### Text block
● ● ● ● ● ● ●
[meteorite-list] Rosetta Orbiter to Swoop Down On Comet in February

From: Ron Baalke <baalke_at_meteoritecentral.com>
Date: Wed, 17 Dec 2014 14:12:42 -0800 (PST)
Message-ID: <201412172212.sBHMCgaK024374_at_zagami.jpl.nasa.gov>

http://www.jpl.nasa.gov/news/news.php?feature=4415

Rosetta Orbiter to Swoop Down On Comet in February
Jet Propulsion Laboratory
December 17, 2014

The European Space Agency's orbiting Rosetta spacecraft is expected to
come within four miles (six kilometers) of the surface of comet
67P/Churyumov-Gerasimenko in February of next year. The flyby will be
the closest the comet explorer will come during its prime mission.

"It is the earliest we could carry it out without impacting the vitally
important bound orbits that are currently being flown," said Matt Taylor,
the Rosetta project scientist from the European Space Research and Technology
Center, Noordwijk, the Netherlands. "As the comet becomes more and more
active, it will not be possible to get so close to the comet. So this
opportunity is very unique."

The low flyby will be an opportunity for Rosetta to obtain imagery with
a resolution of a few inches (tens of centimeters) per pixel. The imagery
is expected to provide information on the comet's porosity and albedo
(its reflectance). The flyby will also allow the study of the processes
by which cometary dust is accelerated by the cometary gas emission.
● ● ● ● ● ● ●
### Material shown
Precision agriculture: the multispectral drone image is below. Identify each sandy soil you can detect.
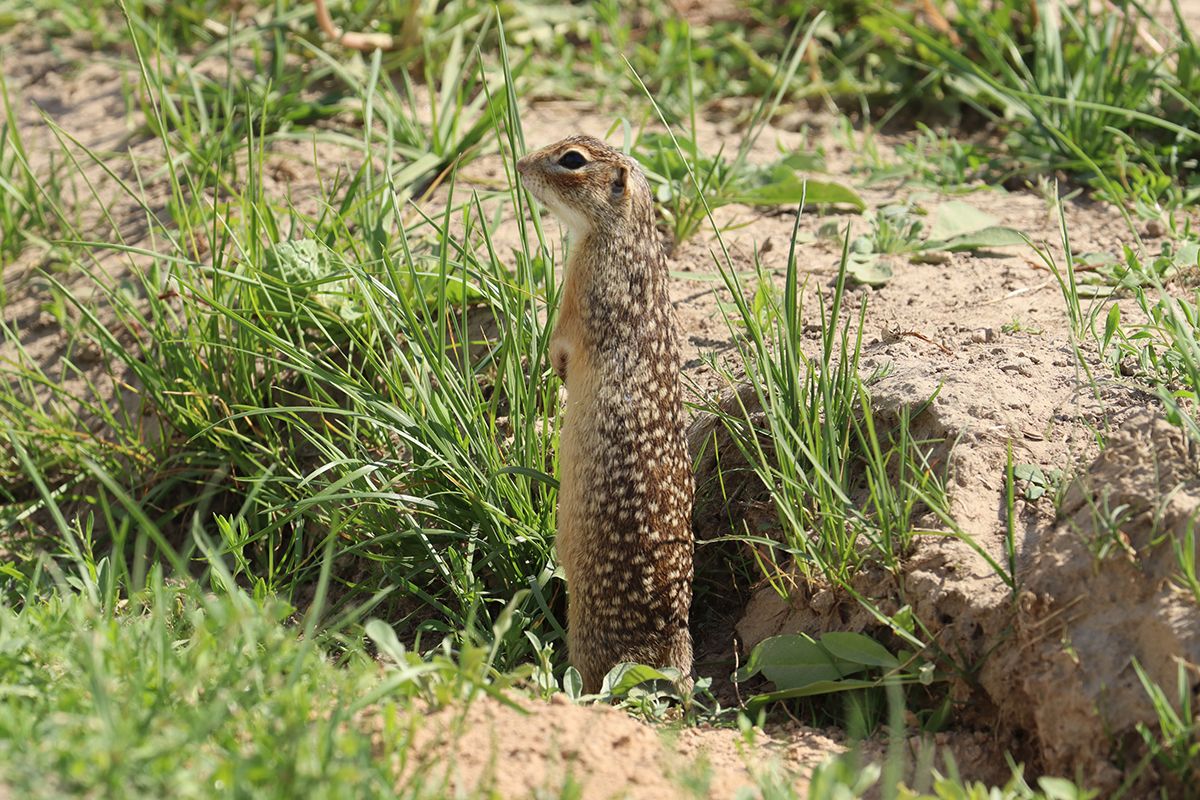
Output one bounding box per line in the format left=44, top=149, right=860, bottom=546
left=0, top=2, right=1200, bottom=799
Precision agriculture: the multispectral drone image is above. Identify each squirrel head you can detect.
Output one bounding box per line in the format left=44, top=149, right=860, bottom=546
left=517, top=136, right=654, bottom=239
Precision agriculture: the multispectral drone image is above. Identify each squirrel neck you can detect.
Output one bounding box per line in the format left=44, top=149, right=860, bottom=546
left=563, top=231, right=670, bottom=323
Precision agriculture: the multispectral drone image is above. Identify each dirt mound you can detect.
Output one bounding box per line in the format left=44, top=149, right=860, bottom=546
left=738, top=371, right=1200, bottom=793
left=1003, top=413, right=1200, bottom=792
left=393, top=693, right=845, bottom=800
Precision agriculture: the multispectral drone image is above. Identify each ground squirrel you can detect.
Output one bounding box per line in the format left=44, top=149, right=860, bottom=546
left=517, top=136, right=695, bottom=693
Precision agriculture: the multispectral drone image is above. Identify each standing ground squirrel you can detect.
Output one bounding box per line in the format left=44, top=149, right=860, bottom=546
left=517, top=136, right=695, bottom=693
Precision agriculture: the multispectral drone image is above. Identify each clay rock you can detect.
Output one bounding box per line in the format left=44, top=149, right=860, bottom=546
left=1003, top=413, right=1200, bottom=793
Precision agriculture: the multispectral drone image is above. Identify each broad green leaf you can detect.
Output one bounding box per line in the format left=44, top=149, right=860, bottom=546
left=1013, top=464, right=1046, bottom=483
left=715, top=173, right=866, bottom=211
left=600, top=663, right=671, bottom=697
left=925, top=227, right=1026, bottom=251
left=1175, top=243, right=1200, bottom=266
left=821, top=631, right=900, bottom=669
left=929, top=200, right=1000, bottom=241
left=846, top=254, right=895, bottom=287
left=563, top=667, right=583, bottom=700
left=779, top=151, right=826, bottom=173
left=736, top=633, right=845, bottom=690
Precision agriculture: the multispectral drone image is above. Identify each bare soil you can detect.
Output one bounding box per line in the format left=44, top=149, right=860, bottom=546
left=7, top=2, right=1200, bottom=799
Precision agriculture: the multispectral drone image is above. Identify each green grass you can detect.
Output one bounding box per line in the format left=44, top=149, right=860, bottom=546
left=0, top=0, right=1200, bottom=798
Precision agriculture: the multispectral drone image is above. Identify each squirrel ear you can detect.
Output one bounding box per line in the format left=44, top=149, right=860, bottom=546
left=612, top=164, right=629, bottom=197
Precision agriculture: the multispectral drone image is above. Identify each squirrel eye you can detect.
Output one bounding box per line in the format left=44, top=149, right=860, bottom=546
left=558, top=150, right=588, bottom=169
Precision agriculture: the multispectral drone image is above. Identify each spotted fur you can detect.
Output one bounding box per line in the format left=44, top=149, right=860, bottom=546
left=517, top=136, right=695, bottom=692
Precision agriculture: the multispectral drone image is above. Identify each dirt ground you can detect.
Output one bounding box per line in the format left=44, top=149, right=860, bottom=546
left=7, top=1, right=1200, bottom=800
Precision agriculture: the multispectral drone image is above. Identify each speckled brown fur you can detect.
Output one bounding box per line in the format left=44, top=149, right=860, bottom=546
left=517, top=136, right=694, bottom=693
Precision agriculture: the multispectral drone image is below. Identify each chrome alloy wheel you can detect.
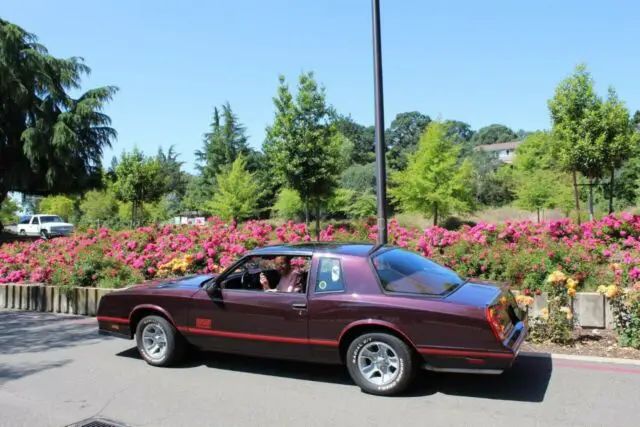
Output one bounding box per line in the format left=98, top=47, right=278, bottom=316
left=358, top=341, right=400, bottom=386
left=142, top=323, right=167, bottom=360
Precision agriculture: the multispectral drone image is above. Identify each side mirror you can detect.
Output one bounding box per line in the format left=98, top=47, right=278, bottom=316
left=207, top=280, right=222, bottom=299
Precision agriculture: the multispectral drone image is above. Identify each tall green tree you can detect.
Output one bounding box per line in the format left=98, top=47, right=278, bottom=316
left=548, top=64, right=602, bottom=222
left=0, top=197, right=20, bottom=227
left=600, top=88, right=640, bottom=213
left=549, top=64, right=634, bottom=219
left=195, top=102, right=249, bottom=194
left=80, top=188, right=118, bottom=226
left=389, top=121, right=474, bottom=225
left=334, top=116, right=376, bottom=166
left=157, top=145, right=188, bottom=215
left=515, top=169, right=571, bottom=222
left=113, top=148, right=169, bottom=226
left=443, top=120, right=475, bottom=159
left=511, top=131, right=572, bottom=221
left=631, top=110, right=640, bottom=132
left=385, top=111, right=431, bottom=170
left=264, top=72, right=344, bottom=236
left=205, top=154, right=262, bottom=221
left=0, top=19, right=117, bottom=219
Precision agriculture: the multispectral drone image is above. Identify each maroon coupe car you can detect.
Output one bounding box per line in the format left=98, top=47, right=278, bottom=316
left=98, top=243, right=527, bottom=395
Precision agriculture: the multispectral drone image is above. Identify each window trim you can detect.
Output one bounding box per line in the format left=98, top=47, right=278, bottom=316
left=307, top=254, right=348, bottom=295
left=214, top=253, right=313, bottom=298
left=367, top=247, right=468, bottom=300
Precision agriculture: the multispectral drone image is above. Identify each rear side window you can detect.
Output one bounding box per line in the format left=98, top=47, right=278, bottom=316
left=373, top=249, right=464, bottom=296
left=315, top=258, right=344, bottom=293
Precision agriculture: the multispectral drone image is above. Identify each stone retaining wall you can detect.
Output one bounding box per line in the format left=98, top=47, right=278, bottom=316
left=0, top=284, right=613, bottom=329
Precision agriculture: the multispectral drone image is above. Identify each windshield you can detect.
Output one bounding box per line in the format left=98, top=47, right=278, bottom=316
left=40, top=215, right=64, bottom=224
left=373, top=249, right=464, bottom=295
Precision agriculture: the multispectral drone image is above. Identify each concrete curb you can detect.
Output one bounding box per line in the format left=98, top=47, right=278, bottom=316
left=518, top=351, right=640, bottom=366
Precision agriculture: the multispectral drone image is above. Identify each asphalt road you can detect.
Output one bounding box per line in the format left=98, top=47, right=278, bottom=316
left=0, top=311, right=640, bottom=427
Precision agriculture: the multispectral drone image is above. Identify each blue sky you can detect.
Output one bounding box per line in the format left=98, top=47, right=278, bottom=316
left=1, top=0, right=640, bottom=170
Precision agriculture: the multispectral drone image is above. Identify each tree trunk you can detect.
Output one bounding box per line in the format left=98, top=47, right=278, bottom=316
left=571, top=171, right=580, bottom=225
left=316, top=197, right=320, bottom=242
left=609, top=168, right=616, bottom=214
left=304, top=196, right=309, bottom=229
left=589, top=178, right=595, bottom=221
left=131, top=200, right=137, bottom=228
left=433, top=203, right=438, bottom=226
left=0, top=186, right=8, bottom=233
● ● ● ● ● ● ●
### Exercises to complete
a: In the Rosetta flyby text, how close to the comet's surface is the spacecraft expected to come in February?
b: Repeat everything in the Rosetta flyby text from "The European Space Agency's" down to "its prime mission.".

### Task responses
a: Within four miles (six kilometers).

b:
The European Space Agency's orbiting Rosetta spacecraft is expected to
come within four miles (six kilometers) of the surface of comet
67P/Churyumov-Gerasimenko in February of next year. The flyby will be
the closest the comet explorer will come during its prime mission.